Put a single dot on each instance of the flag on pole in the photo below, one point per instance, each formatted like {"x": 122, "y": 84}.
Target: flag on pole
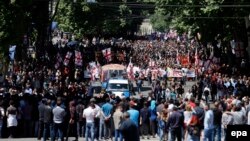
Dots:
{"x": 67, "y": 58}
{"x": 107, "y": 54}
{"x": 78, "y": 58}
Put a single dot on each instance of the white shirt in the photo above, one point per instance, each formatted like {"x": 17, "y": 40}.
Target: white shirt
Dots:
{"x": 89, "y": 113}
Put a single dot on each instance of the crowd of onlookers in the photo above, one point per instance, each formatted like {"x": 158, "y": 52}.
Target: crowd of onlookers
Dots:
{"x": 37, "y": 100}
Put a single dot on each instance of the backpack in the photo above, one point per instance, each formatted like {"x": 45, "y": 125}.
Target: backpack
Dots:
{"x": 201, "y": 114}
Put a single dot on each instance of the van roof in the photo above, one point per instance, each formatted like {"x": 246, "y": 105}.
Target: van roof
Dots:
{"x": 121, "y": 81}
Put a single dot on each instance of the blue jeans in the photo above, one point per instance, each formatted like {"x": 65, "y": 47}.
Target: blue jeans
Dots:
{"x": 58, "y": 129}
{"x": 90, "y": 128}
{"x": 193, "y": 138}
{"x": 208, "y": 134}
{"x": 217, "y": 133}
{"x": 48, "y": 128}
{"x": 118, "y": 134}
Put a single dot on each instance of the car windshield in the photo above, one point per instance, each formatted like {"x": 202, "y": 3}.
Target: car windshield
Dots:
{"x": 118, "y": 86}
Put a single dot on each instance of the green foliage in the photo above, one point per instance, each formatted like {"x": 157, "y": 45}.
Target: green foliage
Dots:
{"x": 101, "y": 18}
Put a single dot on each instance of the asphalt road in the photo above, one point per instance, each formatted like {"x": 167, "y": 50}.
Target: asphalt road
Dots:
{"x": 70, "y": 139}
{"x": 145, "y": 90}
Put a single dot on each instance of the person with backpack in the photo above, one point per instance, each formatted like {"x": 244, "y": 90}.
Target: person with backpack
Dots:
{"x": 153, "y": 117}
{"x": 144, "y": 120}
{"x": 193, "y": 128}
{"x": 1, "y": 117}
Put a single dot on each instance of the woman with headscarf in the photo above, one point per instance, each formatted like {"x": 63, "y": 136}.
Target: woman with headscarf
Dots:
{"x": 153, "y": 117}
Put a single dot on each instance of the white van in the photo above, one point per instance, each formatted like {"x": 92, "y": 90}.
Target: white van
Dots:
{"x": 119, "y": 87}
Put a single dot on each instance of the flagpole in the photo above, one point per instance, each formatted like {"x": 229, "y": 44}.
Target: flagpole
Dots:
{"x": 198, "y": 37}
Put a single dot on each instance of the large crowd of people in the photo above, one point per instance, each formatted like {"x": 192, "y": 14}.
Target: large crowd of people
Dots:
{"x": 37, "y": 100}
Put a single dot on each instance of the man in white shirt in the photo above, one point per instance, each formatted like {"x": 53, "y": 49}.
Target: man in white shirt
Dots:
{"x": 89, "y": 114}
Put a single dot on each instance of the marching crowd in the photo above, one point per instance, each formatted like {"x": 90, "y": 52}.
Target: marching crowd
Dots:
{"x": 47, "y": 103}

— Exercise brief —
Go through the listing above line by line and state how many lines include the string "headscarf". Write only the number.

— Answer below —
2